-- RECORDS FOR THIS TASK --
----

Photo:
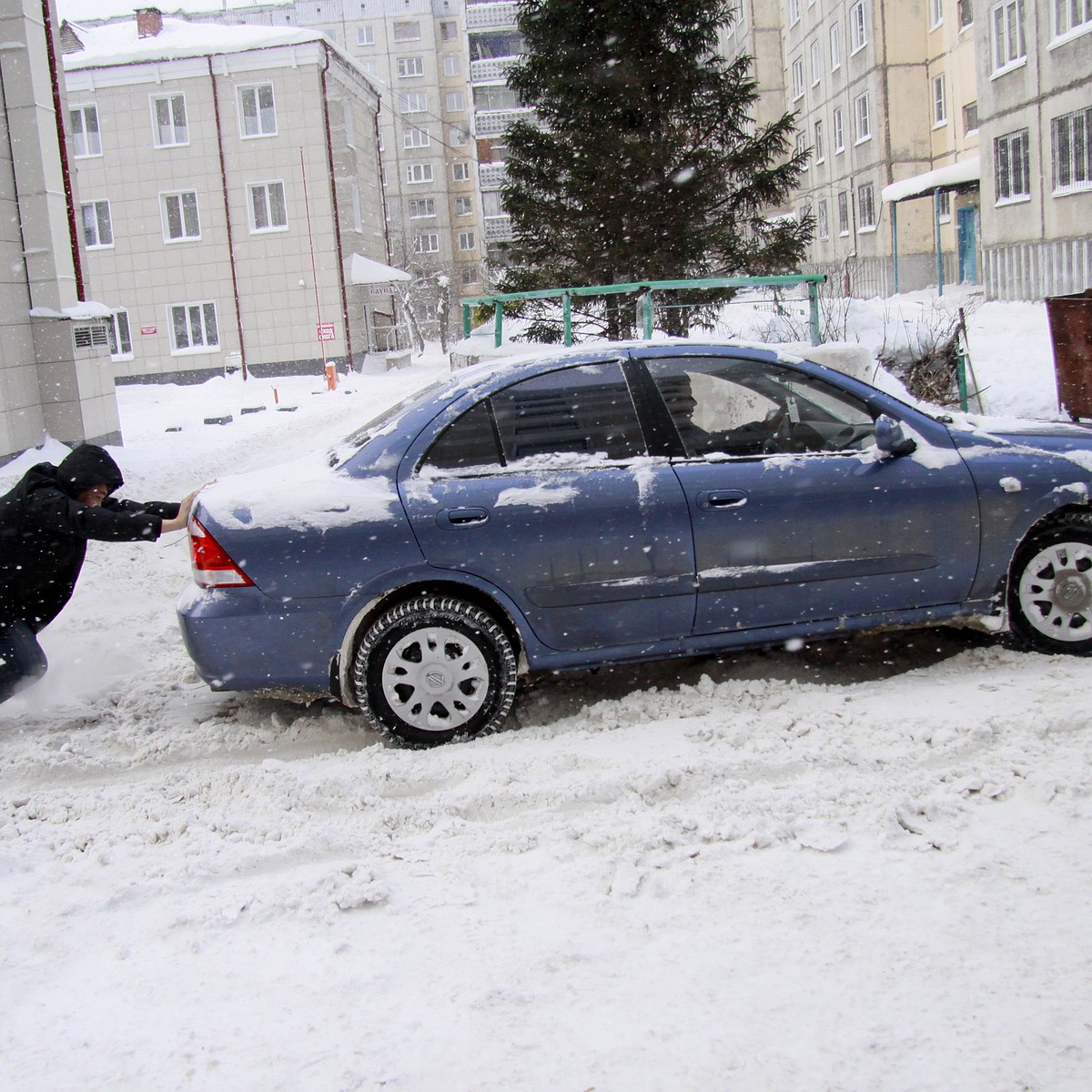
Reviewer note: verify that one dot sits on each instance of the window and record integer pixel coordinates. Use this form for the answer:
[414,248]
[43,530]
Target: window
[862,119]
[797,79]
[168,120]
[939,101]
[192,327]
[1071,15]
[1006,34]
[1071,151]
[117,329]
[268,212]
[1011,167]
[96,224]
[86,140]
[180,217]
[259,117]
[866,207]
[858,34]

----

-- EXERCISE DIRECTIONS --
Put the lines of the items above into a numbered list, leaving out blank lines and the pictures.

-- TASK SOLUTION --
1. Photo:
2. Reviewer note: verify that one dot sits on each instance of the window and record integer pixel coordinates. Use this form for the answer:
3. [414,248]
4. [43,530]
5. Target: window
6. [862,119]
7. [797,79]
8. [168,120]
9. [939,101]
10. [192,327]
11. [1071,15]
12. [1006,34]
13. [1071,151]
14. [117,329]
15. [268,212]
16. [1011,167]
17. [96,224]
18. [86,140]
19. [180,217]
20. [259,117]
21. [866,207]
22. [858,34]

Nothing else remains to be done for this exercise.